**Assignment**
Lines in the listing below that contain the string "poppy" are to be found and copied.

**Information**
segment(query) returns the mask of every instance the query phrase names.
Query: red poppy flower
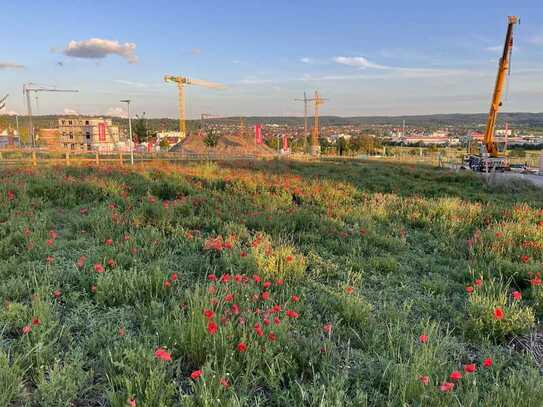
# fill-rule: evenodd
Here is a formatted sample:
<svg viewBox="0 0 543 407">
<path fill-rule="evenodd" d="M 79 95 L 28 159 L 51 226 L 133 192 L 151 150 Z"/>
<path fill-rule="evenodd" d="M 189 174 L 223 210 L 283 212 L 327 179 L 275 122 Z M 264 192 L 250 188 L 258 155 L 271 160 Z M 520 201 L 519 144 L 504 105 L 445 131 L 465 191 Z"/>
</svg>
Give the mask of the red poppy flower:
<svg viewBox="0 0 543 407">
<path fill-rule="evenodd" d="M 505 316 L 503 309 L 501 307 L 494 308 L 494 319 L 501 320 Z"/>
<path fill-rule="evenodd" d="M 53 239 L 47 240 L 47 246 L 53 246 L 53 243 L 54 243 Z"/>
<path fill-rule="evenodd" d="M 439 386 L 439 390 L 444 393 L 448 393 L 454 389 L 454 383 L 444 382 Z"/>
<path fill-rule="evenodd" d="M 81 256 L 78 260 L 77 260 L 77 267 L 82 269 L 83 266 L 85 265 L 85 261 L 87 261 L 87 258 L 85 256 Z"/>
<path fill-rule="evenodd" d="M 243 277 L 241 277 L 241 274 L 236 274 L 236 275 L 234 276 L 234 281 L 235 281 L 236 283 L 241 283 L 241 280 L 243 280 Z"/>
<path fill-rule="evenodd" d="M 283 280 L 279 279 L 279 280 L 275 280 L 275 284 L 276 285 L 283 285 L 283 284 L 285 284 L 285 282 Z"/>
<path fill-rule="evenodd" d="M 32 318 L 32 325 L 38 326 L 40 324 L 41 324 L 41 321 L 40 321 L 40 319 L 38 317 Z"/>
<path fill-rule="evenodd" d="M 164 348 L 158 348 L 155 351 L 155 358 L 169 362 L 172 360 L 172 355 Z"/>
<path fill-rule="evenodd" d="M 172 286 L 172 283 L 170 282 L 170 280 L 164 280 L 164 288 L 170 288 Z"/>
<path fill-rule="evenodd" d="M 292 261 L 292 259 L 293 259 L 293 257 L 289 255 L 289 256 L 286 257 L 285 260 L 287 261 L 287 263 L 290 263 Z"/>
<path fill-rule="evenodd" d="M 173 273 L 172 276 L 170 277 L 170 280 L 177 281 L 177 273 Z"/>
<path fill-rule="evenodd" d="M 214 315 L 215 315 L 215 313 L 213 311 L 211 311 L 210 309 L 204 309 L 204 316 L 207 319 L 213 318 Z"/>
<path fill-rule="evenodd" d="M 210 335 L 215 335 L 217 331 L 219 330 L 219 327 L 215 322 L 208 322 L 207 324 L 207 332 L 209 332 Z"/>
<path fill-rule="evenodd" d="M 53 256 L 47 256 L 47 263 L 51 264 L 55 260 Z"/>
<path fill-rule="evenodd" d="M 23 327 L 23 334 L 27 335 L 30 333 L 30 331 L 32 331 L 32 327 L 30 325 L 25 325 Z"/>
<path fill-rule="evenodd" d="M 429 376 L 421 376 L 421 377 L 419 377 L 419 380 L 424 385 L 427 385 L 428 383 L 430 383 L 430 377 Z"/>
<path fill-rule="evenodd" d="M 467 286 L 467 287 L 466 287 L 466 292 L 467 292 L 468 294 L 471 294 L 471 293 L 473 292 L 473 287 L 470 286 L 470 285 Z"/>
<path fill-rule="evenodd" d="M 130 407 L 137 407 L 136 400 L 134 399 L 128 399 L 126 400 L 126 402 L 128 403 Z"/>
<path fill-rule="evenodd" d="M 264 284 L 262 284 L 262 287 L 264 287 L 264 289 L 268 289 L 270 288 L 272 285 L 271 281 L 266 281 Z"/>
<path fill-rule="evenodd" d="M 274 342 L 276 339 L 277 339 L 277 335 L 275 335 L 273 332 L 270 332 L 268 334 L 268 340 L 270 340 L 271 342 Z"/>
<path fill-rule="evenodd" d="M 530 280 L 530 284 L 531 284 L 532 286 L 534 286 L 534 287 L 535 287 L 535 286 L 538 286 L 538 285 L 541 285 L 541 278 L 538 277 L 538 276 L 535 276 L 534 278 L 532 278 L 532 279 Z"/>
<path fill-rule="evenodd" d="M 262 322 L 263 322 L 264 325 L 266 325 L 266 326 L 270 325 L 270 320 L 269 320 L 268 318 L 264 318 L 264 319 L 262 320 Z"/>
<path fill-rule="evenodd" d="M 215 274 L 210 274 L 207 276 L 209 281 L 217 281 L 217 276 Z"/>
<path fill-rule="evenodd" d="M 247 257 L 247 252 L 241 252 L 239 255 L 240 255 L 241 257 Z"/>
<path fill-rule="evenodd" d="M 113 239 L 106 239 L 105 242 L 104 242 L 104 244 L 105 244 L 106 246 L 111 246 L 111 245 L 113 245 Z"/>
<path fill-rule="evenodd" d="M 515 299 L 515 301 L 520 301 L 522 299 L 520 291 L 513 291 L 513 299 Z"/>
<path fill-rule="evenodd" d="M 232 301 L 234 301 L 234 295 L 233 295 L 233 294 L 226 294 L 226 295 L 224 296 L 224 301 L 226 301 L 226 302 L 232 302 Z"/>
<path fill-rule="evenodd" d="M 97 273 L 103 273 L 105 271 L 104 266 L 102 266 L 100 263 L 96 263 L 94 265 L 94 271 Z"/>
<path fill-rule="evenodd" d="M 268 291 L 264 291 L 264 292 L 262 293 L 262 299 L 263 299 L 264 301 L 268 301 L 268 300 L 270 299 L 270 293 L 269 293 Z"/>
<path fill-rule="evenodd" d="M 455 370 L 449 375 L 449 377 L 452 380 L 460 380 L 462 378 L 462 373 L 460 373 L 458 370 Z"/>
<path fill-rule="evenodd" d="M 230 387 L 230 382 L 225 377 L 221 377 L 221 379 L 219 380 L 219 384 L 222 384 L 225 389 Z"/>
<path fill-rule="evenodd" d="M 232 311 L 232 314 L 238 315 L 239 314 L 239 305 L 238 304 L 232 304 L 230 307 L 230 311 Z"/>
<path fill-rule="evenodd" d="M 464 365 L 464 372 L 466 373 L 475 373 L 477 371 L 477 366 L 475 363 L 469 363 L 467 365 Z"/>
<path fill-rule="evenodd" d="M 287 310 L 286 314 L 289 318 L 298 318 L 300 316 L 297 312 L 292 310 Z"/>
<path fill-rule="evenodd" d="M 520 261 L 526 264 L 530 261 L 530 256 L 526 256 L 526 255 L 520 256 Z"/>
<path fill-rule="evenodd" d="M 281 320 L 280 320 L 279 318 L 277 318 L 277 317 L 274 317 L 274 318 L 273 318 L 273 323 L 274 323 L 275 325 L 279 325 L 279 324 L 281 324 Z"/>
<path fill-rule="evenodd" d="M 96 294 L 96 286 L 93 284 L 91 285 L 91 293 Z"/>
<path fill-rule="evenodd" d="M 190 374 L 190 377 L 193 379 L 193 380 L 198 380 L 198 378 L 203 374 L 204 372 L 202 372 L 201 370 L 195 370 L 194 372 L 192 372 Z"/>
<path fill-rule="evenodd" d="M 238 352 L 243 353 L 247 350 L 247 345 L 245 345 L 243 342 L 238 343 L 238 346 L 236 346 L 236 349 Z"/>
<path fill-rule="evenodd" d="M 215 292 L 217 291 L 217 287 L 215 287 L 214 285 L 210 285 L 208 288 L 207 288 L 207 292 L 209 294 L 215 294 Z"/>
<path fill-rule="evenodd" d="M 483 285 L 483 280 L 480 279 L 480 278 L 478 278 L 477 280 L 475 280 L 475 285 L 476 285 L 477 287 Z"/>
<path fill-rule="evenodd" d="M 62 295 L 62 291 L 60 290 L 53 291 L 53 297 L 60 298 L 61 295 Z"/>
<path fill-rule="evenodd" d="M 300 297 L 298 297 L 297 295 L 293 295 L 292 297 L 290 297 L 290 300 L 292 302 L 298 302 L 298 301 L 300 301 Z"/>
<path fill-rule="evenodd" d="M 226 284 L 230 281 L 230 274 L 223 274 L 220 278 L 219 278 L 219 281 L 222 283 L 222 284 Z"/>
<path fill-rule="evenodd" d="M 354 288 L 353 288 L 353 287 L 347 287 L 347 288 L 345 289 L 345 292 L 346 292 L 347 294 L 352 294 L 353 291 L 354 291 Z"/>
<path fill-rule="evenodd" d="M 490 358 L 486 358 L 485 360 L 483 360 L 483 366 L 484 367 L 490 367 L 494 364 L 493 360 L 490 359 Z"/>
<path fill-rule="evenodd" d="M 254 281 L 255 283 L 257 283 L 257 284 L 260 283 L 260 277 L 257 276 L 256 274 L 253 275 L 253 281 Z"/>
<path fill-rule="evenodd" d="M 279 304 L 275 304 L 271 308 L 271 312 L 272 312 L 272 314 L 277 314 L 277 313 L 281 312 L 281 306 Z"/>
<path fill-rule="evenodd" d="M 427 336 L 427 335 L 421 335 L 421 336 L 419 336 L 419 342 L 420 342 L 420 343 L 426 343 L 426 342 L 428 342 L 428 336 Z"/>
<path fill-rule="evenodd" d="M 322 326 L 322 330 L 324 331 L 324 333 L 329 334 L 330 332 L 332 332 L 332 324 L 324 324 Z"/>
</svg>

**Output below**
Query: red poppy flower
Give the mask of the red poppy flower:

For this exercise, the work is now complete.